» Short exercise
Update the items below by changing every "pointer" to "annotator". Leave everything else as it is.

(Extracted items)
[Start]

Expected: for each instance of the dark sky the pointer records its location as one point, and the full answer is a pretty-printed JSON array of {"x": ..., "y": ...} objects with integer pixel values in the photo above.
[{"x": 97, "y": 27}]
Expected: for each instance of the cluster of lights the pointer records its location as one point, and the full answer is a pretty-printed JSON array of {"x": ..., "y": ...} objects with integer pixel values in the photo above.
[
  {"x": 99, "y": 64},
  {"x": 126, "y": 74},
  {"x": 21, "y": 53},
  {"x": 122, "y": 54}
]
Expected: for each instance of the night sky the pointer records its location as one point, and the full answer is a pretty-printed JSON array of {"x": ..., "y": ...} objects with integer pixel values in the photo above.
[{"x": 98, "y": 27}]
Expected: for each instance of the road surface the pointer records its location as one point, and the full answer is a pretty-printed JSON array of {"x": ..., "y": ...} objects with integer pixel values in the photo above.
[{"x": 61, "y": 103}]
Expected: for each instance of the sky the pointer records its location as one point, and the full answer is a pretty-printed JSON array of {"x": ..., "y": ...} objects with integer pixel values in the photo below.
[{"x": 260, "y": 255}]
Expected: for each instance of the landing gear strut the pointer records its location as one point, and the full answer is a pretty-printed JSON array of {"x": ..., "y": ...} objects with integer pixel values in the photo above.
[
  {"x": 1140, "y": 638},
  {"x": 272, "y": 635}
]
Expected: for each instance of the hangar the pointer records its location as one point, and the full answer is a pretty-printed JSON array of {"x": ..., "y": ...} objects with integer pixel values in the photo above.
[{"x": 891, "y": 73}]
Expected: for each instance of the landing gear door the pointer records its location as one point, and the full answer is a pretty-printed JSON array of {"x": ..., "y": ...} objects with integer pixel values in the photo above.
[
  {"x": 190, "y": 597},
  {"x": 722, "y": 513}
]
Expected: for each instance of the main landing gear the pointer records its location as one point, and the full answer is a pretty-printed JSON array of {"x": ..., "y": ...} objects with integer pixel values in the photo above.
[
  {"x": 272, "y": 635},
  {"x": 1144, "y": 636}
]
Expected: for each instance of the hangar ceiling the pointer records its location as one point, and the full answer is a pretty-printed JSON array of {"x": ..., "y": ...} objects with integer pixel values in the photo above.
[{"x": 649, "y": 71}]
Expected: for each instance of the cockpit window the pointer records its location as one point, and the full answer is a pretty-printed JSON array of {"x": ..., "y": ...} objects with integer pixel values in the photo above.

[End]

» Solution for this exercise
Expected: for each instance of the dark sky the annotator records its location as one point, and the full answer is a pretty-printed JSON array of {"x": ..., "y": ...} objects with integer pixel values in the photo above.
[{"x": 97, "y": 27}]
Expected: for each instance of the cluster of lights the annotator records its location as one point, and the full answer is a pretty-printed JSON array of {"x": ..., "y": ...} objects with integer pixel values in the photo above.
[
  {"x": 99, "y": 64},
  {"x": 126, "y": 74},
  {"x": 21, "y": 53},
  {"x": 122, "y": 54}
]
Expected: for each instance of the night sky the annotator records its location as one point, and the full answer is a pretty-printed JSON array of {"x": ..., "y": ...} objects with integer pixel values in the photo above.
[{"x": 98, "y": 27}]
Expected: for each instance of the road surface the annotator records its location as one point, and the full answer is a pretty-printed JSON array of {"x": ..., "y": ...} objects with integer pixel values in the photo above.
[{"x": 61, "y": 103}]
Expected: for each instance of the sky the annotator records its location as one point, and the full answer is a pretty-printed JSON array of {"x": ..., "y": ...} objects with integer pixel values in the photo below.
[{"x": 260, "y": 255}]
Expected: for each instance of the landing gear strut the annotator records its location as one point, and the full answer is a pretty-printed JSON array of {"x": ..., "y": ...} objects with integer pixel values in the photo above.
[
  {"x": 1140, "y": 638},
  {"x": 272, "y": 635}
]
Expected: for each instance of the hangar the annotator records its location as one point, and the full answer is a pretty-printed JSON array of {"x": ..., "y": ...} objects with integer pixel values in the photo above.
[{"x": 891, "y": 73}]
Expected: for each instance of the landing gear door the annotator records its location as one point, and the full answer is a pretty-printed JSON array of {"x": ..., "y": ...} objects with integer pixel values in the photo above.
[
  {"x": 190, "y": 597},
  {"x": 722, "y": 513}
]
Expected: for each instance of the main landing gear the annotator records its location as one point, and the full answer is a pretty-printed JSON array of {"x": ..., "y": ...} objects with integer pixel values in the photo above.
[
  {"x": 272, "y": 635},
  {"x": 1144, "y": 636}
]
Expected: for each instance of the hangar ceiling the annotator records its location as one point, and the full answer is a pretty-printed JSON array of {"x": ..., "y": ...} objects with integer pixel values in the photo above.
[{"x": 649, "y": 71}]
Expected: for each instance of the cockpit window the annotator records its location as one point, and the full answer is a pretty-printed JSON array of {"x": ..., "y": ...} objects with integer pixel values in the photo above.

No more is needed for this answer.